# What you need to do
Examine each line of the listing below. Copy those in which the string "Target" appears.

__________________________________________________

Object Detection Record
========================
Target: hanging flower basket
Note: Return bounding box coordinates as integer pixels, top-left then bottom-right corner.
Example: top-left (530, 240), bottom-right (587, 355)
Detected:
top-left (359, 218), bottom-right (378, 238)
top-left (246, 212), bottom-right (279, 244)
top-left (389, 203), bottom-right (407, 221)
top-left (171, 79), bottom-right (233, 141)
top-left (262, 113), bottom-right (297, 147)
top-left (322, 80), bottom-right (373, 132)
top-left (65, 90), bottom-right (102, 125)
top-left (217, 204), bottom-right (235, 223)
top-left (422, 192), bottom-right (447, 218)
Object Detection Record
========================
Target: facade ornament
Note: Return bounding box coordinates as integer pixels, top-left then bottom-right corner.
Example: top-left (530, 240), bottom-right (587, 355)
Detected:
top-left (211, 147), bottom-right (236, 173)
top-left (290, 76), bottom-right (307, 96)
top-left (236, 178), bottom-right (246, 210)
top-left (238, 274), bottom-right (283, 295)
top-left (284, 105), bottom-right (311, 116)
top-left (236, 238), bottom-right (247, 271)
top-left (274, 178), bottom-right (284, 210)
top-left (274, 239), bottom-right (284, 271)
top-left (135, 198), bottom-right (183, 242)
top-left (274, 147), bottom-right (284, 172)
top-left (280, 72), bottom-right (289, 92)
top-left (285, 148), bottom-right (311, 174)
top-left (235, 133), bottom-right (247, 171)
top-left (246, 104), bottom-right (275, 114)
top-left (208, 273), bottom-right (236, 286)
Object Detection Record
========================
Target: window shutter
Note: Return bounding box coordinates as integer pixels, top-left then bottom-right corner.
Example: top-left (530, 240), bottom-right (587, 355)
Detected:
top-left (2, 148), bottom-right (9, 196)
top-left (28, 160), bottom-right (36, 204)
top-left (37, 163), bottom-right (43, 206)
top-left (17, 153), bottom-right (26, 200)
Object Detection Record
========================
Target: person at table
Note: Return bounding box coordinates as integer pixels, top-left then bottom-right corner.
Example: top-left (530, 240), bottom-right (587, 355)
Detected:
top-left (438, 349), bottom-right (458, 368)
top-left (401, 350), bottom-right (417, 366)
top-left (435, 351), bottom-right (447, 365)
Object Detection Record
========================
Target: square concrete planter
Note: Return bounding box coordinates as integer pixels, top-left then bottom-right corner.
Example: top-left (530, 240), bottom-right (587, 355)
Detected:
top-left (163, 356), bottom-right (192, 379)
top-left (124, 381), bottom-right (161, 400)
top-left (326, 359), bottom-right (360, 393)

__________________________________________________

# Answer box
Target: hanging flower basket
Target: facade ornament
Target: window shutter
Target: person at table
Target: square concrete planter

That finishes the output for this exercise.